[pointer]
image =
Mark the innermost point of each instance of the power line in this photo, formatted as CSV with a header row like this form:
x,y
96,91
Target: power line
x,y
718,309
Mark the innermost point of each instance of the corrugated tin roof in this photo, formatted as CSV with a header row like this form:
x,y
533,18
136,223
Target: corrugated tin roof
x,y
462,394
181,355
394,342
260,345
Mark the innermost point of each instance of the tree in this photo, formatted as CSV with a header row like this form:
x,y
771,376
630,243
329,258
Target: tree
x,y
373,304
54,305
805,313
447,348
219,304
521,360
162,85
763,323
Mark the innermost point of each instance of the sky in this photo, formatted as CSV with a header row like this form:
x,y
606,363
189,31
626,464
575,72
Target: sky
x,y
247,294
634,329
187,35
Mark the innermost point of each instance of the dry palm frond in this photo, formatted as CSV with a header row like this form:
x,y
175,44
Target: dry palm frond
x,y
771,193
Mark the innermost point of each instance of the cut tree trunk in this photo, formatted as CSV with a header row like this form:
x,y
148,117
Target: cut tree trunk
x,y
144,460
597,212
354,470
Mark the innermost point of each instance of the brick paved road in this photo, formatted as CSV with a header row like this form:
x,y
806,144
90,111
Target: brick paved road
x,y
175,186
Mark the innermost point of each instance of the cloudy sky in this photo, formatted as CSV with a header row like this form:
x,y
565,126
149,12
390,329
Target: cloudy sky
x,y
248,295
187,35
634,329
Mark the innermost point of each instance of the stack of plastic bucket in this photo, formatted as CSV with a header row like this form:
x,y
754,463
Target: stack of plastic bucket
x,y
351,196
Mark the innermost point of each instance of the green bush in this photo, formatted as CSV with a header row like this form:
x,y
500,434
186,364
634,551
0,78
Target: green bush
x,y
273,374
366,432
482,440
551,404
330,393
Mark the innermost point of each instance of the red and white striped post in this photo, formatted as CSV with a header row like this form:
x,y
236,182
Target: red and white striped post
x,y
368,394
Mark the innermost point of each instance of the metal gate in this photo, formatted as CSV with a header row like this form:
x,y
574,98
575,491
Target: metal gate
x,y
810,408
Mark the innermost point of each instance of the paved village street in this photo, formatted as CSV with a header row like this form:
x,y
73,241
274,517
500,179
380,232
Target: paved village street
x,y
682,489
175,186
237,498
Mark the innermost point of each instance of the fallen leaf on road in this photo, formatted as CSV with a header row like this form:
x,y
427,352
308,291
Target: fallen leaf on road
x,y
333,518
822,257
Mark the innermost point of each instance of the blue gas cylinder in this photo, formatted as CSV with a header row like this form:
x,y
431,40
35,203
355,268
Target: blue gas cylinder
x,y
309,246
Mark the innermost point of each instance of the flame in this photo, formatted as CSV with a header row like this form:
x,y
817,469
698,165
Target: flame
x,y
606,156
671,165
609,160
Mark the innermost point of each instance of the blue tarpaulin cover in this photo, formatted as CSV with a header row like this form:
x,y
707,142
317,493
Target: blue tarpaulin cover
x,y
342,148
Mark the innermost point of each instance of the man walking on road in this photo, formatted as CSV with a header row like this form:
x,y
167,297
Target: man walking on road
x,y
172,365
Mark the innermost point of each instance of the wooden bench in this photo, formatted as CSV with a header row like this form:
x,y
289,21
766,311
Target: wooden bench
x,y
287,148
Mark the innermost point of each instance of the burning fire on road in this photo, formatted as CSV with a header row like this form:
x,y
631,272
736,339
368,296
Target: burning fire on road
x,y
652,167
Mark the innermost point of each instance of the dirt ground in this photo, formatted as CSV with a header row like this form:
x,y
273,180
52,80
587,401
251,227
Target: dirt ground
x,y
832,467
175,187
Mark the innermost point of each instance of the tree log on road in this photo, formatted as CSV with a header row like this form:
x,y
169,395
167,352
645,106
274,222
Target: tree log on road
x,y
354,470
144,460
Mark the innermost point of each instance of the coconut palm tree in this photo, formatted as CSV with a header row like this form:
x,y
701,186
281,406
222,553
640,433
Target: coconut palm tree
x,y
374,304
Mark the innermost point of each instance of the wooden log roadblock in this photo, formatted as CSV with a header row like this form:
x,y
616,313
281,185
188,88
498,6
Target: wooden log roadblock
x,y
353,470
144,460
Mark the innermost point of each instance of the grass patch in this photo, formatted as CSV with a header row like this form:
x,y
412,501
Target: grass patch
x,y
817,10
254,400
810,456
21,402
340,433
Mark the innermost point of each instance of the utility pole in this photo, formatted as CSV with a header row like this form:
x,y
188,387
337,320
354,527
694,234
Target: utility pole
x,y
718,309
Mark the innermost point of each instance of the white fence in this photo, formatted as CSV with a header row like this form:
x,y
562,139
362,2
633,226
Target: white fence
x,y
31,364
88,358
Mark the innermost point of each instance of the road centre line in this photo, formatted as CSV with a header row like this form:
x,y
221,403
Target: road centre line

Short exercise: Render the lines from the one containing "Mark the innermost point of each instance of the road" through the last line as a Markdown table with the columns No. and Text, one numbered row per line. Leave out any blank lines.

Exercise answer:
| No. | Text |
|---|---|
| 1 | Mark the innermost point of each instance of the road centre line in this photo, formatted as CSV with a header row like this form: |
| 2 | x,y |
| 3 | 221,403 |
| 4 | Target: road centre line |